WORK INSTRUCTIONS:
1 – Using the FMO case study, answer:
(a) At what resolution were the crystal structures obtained?
(b) Which residue was dominated by DI, and what bond does that indicate?
(c) In the top-row figures, what colors mark fragments with attractive and repulsive interactions?
2 – Can you quote the FMO case study between "Figures in the top" and "permission from Elsevier.", inclusive?

SOURCE DOCUMENT:
+ + + + +

Here, I introduce a case study using the FMO method for the interaction analysis of hematopoietic prostaglandin D synthase (H-PGDS). In this study, high-resolution (1.74 Å) crystal structures of the newly synthesized compound, F092, and its complexes were obtained. Multiple water molecules were present in the binding site, regardless of whether it was a ligand complex or an apo-structure. Six of these water molecules were quantitatively evaluated using the FMO method for their binding to the ligand molecules, Arg12, Gly13, Gln36, Asp96, Trp104, and Lys112. Essential cofactor glutathione showed strong interaction with F092. Leu119 IFIE with the ligand is repulsive (IFIELeu109-F092 = +10.09 kcal/mol), but it binds strongly to F092 via water molecules (IFIELeu119-Water-F092 = −18.16 kcal/mol). IFIE and PIEDA can analyze such interactions in detail (Fig. 2). IFIE was used to determine whether each residue at the binding site contributes to the attraction or repulsion (Fig. 2, upper part). PIEDA can visualize interactions using the four components mentioned above. Unlike that shown in Fig. 2 (upper part), Trp104 was dominated by DI, indicating that a π–π bond is formed with the pyrimidine moiety of F092 (Fig. 2, lower part).

Fig. 2. Summary of the Interaction Energies of F092 with Amino Acid Residues, Water Molecules, and GSH in the H-PGDS Complex

Figures in the top row show a summary of the inter-fragment interaction energy (IFIE) analysis of the F092 fragment (yellow). Fragments with attractive and repulsive interactions are shown in red and blue, respectively. Figures in the bottom row show the results of PIEDA for the F092 fragment (yellow). Main components of the stabilizing interactions of the fragments are represented by the color scheme in the legend. Reprinted from “Characterization of crystal water molecules in a high-affinity inhibitor and hematopoietic prostaglandin D synthase complex by interaction energy,” Bioorganic & Medicinal Chemistry 26 (2018) 4726–4734, Copyright (2018), with permission from Elsevier.

+ + + + +

DATASET ENTRIES:
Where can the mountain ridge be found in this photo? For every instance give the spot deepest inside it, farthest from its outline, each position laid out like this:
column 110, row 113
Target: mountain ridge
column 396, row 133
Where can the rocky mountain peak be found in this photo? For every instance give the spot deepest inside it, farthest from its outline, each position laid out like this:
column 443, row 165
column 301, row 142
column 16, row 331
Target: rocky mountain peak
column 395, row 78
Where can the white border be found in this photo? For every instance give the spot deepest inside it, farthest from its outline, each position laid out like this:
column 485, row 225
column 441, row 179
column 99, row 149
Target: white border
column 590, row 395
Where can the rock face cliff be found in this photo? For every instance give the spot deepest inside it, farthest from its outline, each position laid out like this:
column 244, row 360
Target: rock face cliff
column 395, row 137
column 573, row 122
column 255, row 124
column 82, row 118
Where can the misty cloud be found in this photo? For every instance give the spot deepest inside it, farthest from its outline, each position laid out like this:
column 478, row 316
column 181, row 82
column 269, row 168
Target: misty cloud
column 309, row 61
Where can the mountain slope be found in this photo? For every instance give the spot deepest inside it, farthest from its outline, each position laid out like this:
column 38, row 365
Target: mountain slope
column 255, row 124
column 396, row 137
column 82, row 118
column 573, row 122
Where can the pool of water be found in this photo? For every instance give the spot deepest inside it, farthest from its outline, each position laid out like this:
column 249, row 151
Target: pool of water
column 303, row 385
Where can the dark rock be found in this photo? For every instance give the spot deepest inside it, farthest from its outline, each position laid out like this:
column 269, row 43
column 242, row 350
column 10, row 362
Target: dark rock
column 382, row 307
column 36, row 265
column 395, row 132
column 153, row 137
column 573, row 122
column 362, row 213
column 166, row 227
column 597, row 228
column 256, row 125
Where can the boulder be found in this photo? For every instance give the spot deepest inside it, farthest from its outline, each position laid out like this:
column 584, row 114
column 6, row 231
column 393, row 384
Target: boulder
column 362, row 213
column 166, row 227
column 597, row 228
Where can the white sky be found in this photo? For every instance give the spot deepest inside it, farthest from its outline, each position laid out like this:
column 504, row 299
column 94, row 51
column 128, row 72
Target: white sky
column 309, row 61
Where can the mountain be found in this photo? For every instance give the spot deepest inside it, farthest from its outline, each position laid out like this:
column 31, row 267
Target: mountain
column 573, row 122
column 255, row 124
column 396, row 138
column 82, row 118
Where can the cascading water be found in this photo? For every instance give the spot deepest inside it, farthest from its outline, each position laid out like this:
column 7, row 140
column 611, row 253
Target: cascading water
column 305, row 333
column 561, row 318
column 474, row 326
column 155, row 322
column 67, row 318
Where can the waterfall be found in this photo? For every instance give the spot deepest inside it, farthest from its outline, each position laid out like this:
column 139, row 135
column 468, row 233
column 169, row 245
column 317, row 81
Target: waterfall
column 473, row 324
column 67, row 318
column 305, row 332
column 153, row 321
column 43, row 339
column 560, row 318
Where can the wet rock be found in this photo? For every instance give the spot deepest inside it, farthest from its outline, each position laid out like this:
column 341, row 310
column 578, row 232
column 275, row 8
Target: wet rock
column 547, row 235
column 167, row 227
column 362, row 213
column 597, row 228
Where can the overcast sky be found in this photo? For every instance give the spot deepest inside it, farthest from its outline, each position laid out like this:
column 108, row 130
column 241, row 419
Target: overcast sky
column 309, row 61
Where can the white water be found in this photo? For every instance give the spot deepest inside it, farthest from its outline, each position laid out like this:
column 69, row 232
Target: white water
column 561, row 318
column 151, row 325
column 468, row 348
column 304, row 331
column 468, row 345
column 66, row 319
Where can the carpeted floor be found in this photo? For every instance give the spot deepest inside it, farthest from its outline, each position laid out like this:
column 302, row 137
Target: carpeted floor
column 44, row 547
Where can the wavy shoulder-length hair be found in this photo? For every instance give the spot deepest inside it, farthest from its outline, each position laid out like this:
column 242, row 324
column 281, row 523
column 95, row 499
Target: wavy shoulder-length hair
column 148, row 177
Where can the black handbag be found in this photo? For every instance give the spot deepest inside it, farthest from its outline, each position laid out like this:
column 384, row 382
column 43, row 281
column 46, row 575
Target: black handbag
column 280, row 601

+ + + + +

REPLIES:
1 –
(a) 1.74 Å.
(b) Trp104, indicating a π–π bond with the pyrimidine moiety of F092.
(c) Red for attractive and blue for repulsive.

2 –
Figures in the top row show a summary of the inter-fragment interaction energy (IFIE) analysis of the F092 fragment (yellow). Fragments with attractive and repulsive interactions are shown in red and blue, respectively. Figures in the bottom row show the results of PIEDA for the F092 fragment (yellow). Main components of the stabilizing interactions of the fragments are represented by the color scheme in the legend. Reprinted from “Characterization of crystal water molecules in a high-affinity inhibitor and hematopoietic prostaglandin D synthase complex by interaction energy,” Bioorganic & Medicinal Chemistry 26 (2018) 4726–4734, Copyright (2018), with permission from Elsevier.